#### Exercise input
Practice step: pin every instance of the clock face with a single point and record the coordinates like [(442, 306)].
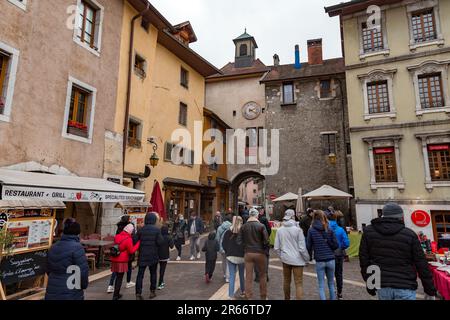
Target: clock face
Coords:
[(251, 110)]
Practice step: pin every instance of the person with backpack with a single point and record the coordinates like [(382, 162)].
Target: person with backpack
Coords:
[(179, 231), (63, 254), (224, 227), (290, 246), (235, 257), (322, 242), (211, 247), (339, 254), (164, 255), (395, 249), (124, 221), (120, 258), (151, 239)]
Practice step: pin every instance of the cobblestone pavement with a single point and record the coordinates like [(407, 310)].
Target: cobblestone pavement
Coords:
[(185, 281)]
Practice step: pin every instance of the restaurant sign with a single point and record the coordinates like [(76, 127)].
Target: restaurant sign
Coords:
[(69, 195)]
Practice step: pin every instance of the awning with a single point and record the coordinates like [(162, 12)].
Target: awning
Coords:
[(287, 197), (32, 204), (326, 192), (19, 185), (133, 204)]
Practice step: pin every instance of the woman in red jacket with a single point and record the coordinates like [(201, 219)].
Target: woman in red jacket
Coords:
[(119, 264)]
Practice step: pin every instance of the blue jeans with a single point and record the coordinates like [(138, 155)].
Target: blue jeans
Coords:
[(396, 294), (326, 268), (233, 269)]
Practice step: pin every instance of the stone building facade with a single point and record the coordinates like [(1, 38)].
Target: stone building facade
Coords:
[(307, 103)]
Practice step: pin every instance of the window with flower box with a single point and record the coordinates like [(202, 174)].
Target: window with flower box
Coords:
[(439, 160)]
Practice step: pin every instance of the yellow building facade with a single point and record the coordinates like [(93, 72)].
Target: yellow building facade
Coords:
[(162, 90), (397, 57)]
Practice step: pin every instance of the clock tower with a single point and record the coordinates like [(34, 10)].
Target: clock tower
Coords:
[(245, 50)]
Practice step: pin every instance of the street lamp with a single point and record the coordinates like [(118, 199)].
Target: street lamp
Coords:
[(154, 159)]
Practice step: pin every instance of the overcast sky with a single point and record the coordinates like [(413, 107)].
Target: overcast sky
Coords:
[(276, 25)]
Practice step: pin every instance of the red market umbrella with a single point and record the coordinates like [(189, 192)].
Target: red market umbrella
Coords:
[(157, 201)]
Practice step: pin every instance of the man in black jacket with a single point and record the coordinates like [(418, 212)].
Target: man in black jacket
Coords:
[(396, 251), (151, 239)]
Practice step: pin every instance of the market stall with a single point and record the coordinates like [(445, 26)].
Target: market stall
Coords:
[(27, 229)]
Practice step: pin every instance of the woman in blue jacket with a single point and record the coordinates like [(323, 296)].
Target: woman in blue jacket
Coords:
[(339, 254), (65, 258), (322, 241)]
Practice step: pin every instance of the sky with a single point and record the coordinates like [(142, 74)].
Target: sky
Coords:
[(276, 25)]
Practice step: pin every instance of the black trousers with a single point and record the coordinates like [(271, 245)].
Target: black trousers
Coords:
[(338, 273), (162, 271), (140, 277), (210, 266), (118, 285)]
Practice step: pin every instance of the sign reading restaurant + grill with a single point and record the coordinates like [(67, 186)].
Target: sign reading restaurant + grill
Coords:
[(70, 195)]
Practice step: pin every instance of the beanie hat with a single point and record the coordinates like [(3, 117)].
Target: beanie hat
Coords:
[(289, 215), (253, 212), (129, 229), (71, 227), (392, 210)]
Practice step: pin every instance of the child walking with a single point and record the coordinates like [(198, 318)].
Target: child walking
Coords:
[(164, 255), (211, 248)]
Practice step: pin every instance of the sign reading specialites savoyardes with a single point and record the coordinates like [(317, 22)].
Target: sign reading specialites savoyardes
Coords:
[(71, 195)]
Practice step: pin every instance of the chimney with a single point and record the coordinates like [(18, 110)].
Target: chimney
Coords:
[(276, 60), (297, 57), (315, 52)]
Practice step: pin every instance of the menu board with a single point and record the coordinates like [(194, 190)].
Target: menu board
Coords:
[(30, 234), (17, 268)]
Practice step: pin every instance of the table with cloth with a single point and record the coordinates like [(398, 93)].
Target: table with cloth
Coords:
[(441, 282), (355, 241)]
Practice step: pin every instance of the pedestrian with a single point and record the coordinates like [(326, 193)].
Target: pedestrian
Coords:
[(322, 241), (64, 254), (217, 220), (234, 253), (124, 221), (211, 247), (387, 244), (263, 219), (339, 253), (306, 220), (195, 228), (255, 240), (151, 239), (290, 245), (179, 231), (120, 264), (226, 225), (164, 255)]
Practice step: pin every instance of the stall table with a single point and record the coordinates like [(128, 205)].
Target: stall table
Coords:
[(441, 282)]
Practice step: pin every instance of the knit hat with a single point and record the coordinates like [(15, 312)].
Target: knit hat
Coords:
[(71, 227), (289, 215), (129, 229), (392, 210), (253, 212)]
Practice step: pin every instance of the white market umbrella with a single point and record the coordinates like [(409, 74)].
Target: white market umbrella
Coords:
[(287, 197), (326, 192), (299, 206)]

#### Goal
Copy every line above word for word, leaving out the picture.

#### Solution for this exercise
Practice step: pin every instance of the clock face with a single point and record the coordinates like [(442, 306)].
Target: clock face
Coords:
[(251, 110)]
Practice step: pin every instance of the person with backpack with a single point and record the coordinates like [(382, 162)].
Target: person with backpack
Coords:
[(179, 231), (63, 254), (224, 227), (290, 246), (235, 257), (322, 242), (211, 247), (339, 254), (164, 255), (395, 249), (124, 221), (120, 258), (151, 239)]
Practice step: pin every instance of the cobblestone pavement with a single point and record the coordinates like [(407, 310)].
Target: cobblestone pavement
Coords:
[(185, 281)]
Practice step: pin every instance of the restaurant sign with a single point and record the coordinates like [(76, 127)].
Target: restaurant sign
Coords:
[(69, 195)]
Practice step: pin every instance of the awning with a single point and record the coordinates like [(162, 12)].
Target: awning
Coords:
[(287, 197), (32, 204), (326, 192), (19, 185), (133, 204)]
Practice step: pin every instance of the woman in red jacket with a single point and record the coordinates like [(201, 219)].
Target: woman in red jacket
Coords:
[(119, 264)]
Practice step: pin every instance of the blue jeans with a single point and record the coordinates like [(138, 155)].
Target: blue jeans
Coords:
[(396, 294), (326, 268), (233, 269)]
Practice step: pin every instance of the stone building facade with a single point and record the coordinates like [(1, 38)].
Target: stone building facade
Coords:
[(307, 103)]
Practice step: pin every instance of the window with flower box with a single point and record the coordinates like [(202, 174)].
Target: window with flower box
Coords:
[(439, 160)]
Practice step: pin every instance of the yellow building facade with a single point and record the coordinates like [(93, 72)].
Target: yellow building facade
Coords:
[(162, 90), (397, 57)]
Practice step: pin every instance of the clock tower with a single point and record the coordinates like [(34, 10)].
Target: clock tower
Coords:
[(245, 50)]
Practice step: pin every instance of the street lamp with a single point and record the coordinates like [(118, 199)].
Target: street lamp
Coords:
[(154, 159)]
Practice step: pin every instance of the overcast sky with a single point and record the coordinates like [(413, 107)].
Target: overcast sky
Coords:
[(276, 25)]
Practice step: pin every instance of the red market umbrella with a single point and record the coordinates like [(189, 192)].
Target: red market umbrella
Coords:
[(157, 201)]
Practice step: pin every instance of the man in black jacket with a single point and record the coordinates like [(418, 212)].
Target: man in black jacket
Coords:
[(396, 251), (151, 239)]
Practice step: pin every instance of the market stall with a single point and record the coordinates like [(445, 26)].
Target: market stall
Coords:
[(27, 229)]
Practice step: pin every instance of the woman in blue jacket with a single point and record the coordinates like [(323, 296)].
Target: woman in blue jacket
Coords:
[(339, 254), (65, 258), (322, 241)]
Practice step: pin every instance of the sky with a single point and record the coordinates like [(142, 74)].
Target: sky
Coords:
[(276, 25)]
Practice step: pin every instance of the black trousers with a single point and record the coordinates like [(271, 245)].
Target: black trousers
Coords:
[(338, 273), (162, 271), (140, 277), (210, 266), (118, 285)]
Practice step: pin every instance of the sign reading restaurant + grill with a single point and record the coordinates like [(67, 186)].
Target: sign reading restaurant + grill
Coords:
[(70, 195)]
Practice step: pin every instance of the beanie hat with a single point and record the coordinates like [(3, 117)].
Target: beanie hat
Coords:
[(289, 215), (253, 212), (129, 229), (71, 227), (392, 210)]
Practice step: pin every instance of the child walking with a single point and record the coordinates like [(198, 318)].
Target: child walking
Coords:
[(164, 255), (211, 248)]
Practice step: pin every instance of the sign reading specialites savoyardes with a single point and record the coordinates like [(317, 22)].
Target: sign reading specialites savoyardes
Coords:
[(71, 195)]
Practice step: pin every instance of the chimney with a single point and record the coordinates like [(18, 110)].
Target: chimney
Coords:
[(276, 60), (297, 57), (315, 52)]
Practice step: pin every instance of the menu board with a single point and record the coordinates like [(194, 190)].
Target: menu board
Coords:
[(30, 234), (17, 268)]
Practice step: pin every instance of the table with cloth with a single point and record the coordinates like [(398, 93)].
Target: table with cloth
Coords:
[(441, 282), (355, 241)]
Practice step: pin every instance of the pedestrian with a single point and record the coordinates like [(326, 193)].
Target: pedestrian
Coords:
[(322, 241), (64, 254), (217, 220), (234, 253), (124, 221), (211, 247), (387, 244), (263, 219), (339, 253), (306, 220), (195, 228), (255, 240), (151, 239), (290, 245), (179, 231), (120, 264), (226, 225), (164, 255)]
Practice step: pin every instance of the stall table with a single point and record the coordinates like [(128, 205)].
Target: stall table
Coords:
[(441, 282)]
Practice step: pin every instance of the knit hat with a single point and record the coordinates like [(15, 312)].
Target: knit hat
Coords:
[(71, 227), (289, 215), (129, 229), (392, 210), (253, 212)]
Practice step: pin every instance of the white market umbrella with a single point and record the coordinates like [(409, 74)].
Target: white market umbrella
Coords:
[(287, 197), (326, 192), (299, 206)]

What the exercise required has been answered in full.